## WHAT YOU HAVE TO DO:
Please write out the material below exactly as given.

## RECORDS FOR THE EXERCISE:
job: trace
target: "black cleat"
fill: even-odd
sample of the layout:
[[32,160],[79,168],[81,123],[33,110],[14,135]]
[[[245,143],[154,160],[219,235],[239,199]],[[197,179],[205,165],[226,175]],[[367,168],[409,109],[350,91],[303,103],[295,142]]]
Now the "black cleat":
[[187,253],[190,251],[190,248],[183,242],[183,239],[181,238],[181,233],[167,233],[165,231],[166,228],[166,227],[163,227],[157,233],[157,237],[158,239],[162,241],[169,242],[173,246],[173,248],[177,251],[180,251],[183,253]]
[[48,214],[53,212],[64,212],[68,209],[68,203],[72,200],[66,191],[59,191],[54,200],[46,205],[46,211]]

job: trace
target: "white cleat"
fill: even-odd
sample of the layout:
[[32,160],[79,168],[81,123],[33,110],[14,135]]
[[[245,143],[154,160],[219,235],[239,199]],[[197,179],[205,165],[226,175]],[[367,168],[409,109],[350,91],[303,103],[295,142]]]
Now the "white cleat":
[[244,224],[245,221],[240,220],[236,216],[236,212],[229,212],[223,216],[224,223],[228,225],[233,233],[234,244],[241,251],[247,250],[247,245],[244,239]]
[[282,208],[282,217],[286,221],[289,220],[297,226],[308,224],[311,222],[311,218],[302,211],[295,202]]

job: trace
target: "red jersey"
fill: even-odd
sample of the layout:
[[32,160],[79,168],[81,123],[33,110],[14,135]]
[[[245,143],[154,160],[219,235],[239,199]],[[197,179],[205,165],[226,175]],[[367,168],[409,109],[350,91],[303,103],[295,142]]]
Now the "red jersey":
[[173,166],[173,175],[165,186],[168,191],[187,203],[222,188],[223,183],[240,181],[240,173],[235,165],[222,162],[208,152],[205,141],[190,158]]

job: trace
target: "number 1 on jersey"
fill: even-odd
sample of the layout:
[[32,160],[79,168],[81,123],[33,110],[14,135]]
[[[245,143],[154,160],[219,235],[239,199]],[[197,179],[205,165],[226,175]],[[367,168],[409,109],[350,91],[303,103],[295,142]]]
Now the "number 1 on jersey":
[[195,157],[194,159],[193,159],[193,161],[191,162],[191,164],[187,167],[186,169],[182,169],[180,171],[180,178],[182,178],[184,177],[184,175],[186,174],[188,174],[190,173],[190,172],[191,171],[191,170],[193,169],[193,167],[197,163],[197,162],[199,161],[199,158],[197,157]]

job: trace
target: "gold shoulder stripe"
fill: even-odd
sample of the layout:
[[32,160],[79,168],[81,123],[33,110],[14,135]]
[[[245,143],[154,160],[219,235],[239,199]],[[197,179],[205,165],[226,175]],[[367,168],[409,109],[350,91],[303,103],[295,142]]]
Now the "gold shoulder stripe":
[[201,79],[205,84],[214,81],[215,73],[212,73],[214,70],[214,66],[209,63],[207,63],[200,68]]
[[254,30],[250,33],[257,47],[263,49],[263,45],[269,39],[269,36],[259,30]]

## FINAL RESULT:
job: trace
target: "black cleat"
fill: even-odd
sample of the layout:
[[32,160],[79,168],[81,123],[33,110],[14,135]]
[[[245,143],[154,160],[219,235],[239,199]],[[197,179],[205,165],[226,175]],[[367,168],[409,109],[350,91],[303,103],[295,142]]]
Now the "black cleat":
[[187,253],[190,251],[190,248],[183,242],[183,239],[181,238],[181,233],[167,233],[165,231],[166,228],[166,227],[163,227],[157,233],[157,237],[158,239],[162,241],[169,242],[173,246],[173,248],[177,251],[180,251],[183,253]]
[[48,214],[53,212],[64,212],[68,209],[68,203],[72,200],[66,191],[59,191],[54,200],[46,205],[46,211]]

job: trace
target: "white cleat"
fill: even-odd
sample of the layout:
[[32,160],[79,168],[81,123],[33,110],[14,135]]
[[[245,143],[154,160],[219,235],[239,199]],[[197,179],[205,165],[226,175]],[[367,168],[409,109],[350,91],[303,103],[295,142]]]
Now the "white cleat":
[[244,224],[245,221],[240,220],[236,216],[236,212],[229,212],[223,216],[224,223],[228,225],[233,233],[234,244],[241,251],[247,250],[247,245],[244,239]]
[[282,208],[282,217],[286,221],[289,220],[297,226],[308,224],[311,222],[311,218],[302,211],[295,202]]

job: trace
target: "red jersey"
fill: even-odd
sample of the layout:
[[32,160],[79,168],[81,123],[33,110],[14,135]]
[[[245,143],[154,160],[219,235],[239,199]],[[197,179],[205,165],[226,175]],[[367,168],[409,109],[350,91],[303,103],[295,142]]]
Now the "red jersey":
[[173,166],[173,175],[165,186],[168,191],[187,203],[222,188],[223,183],[240,181],[240,173],[235,165],[222,162],[208,152],[205,141],[190,158]]

job: trace
target: "number 1 on jersey"
fill: even-odd
sample of the layout:
[[32,160],[79,168],[81,123],[33,110],[14,135]]
[[[245,143],[154,160],[219,235],[239,199]],[[197,179],[205,165],[226,175]],[[367,168],[409,109],[350,91],[303,103],[295,142]]]
Now the "number 1 on jersey":
[[195,157],[194,159],[193,159],[193,161],[191,162],[191,164],[187,167],[186,169],[182,169],[180,171],[180,178],[182,178],[184,177],[184,175],[186,174],[188,174],[190,173],[190,172],[191,171],[191,170],[193,169],[193,167],[197,163],[197,162],[199,161],[199,158],[197,157]]

job: trace
target: "gold shoulder stripe"
fill: even-odd
sample of the layout:
[[32,160],[79,168],[81,123],[33,110],[14,135]]
[[[245,143],[154,160],[219,235],[239,199]],[[197,179],[205,165],[226,175]],[[367,168],[409,109],[350,91],[303,103],[295,142]]]
Now the "gold shoulder stripe":
[[201,79],[205,84],[214,81],[215,73],[212,73],[214,70],[214,66],[209,63],[207,63],[200,68]]
[[254,30],[250,33],[257,47],[263,49],[263,45],[269,39],[269,36],[259,30]]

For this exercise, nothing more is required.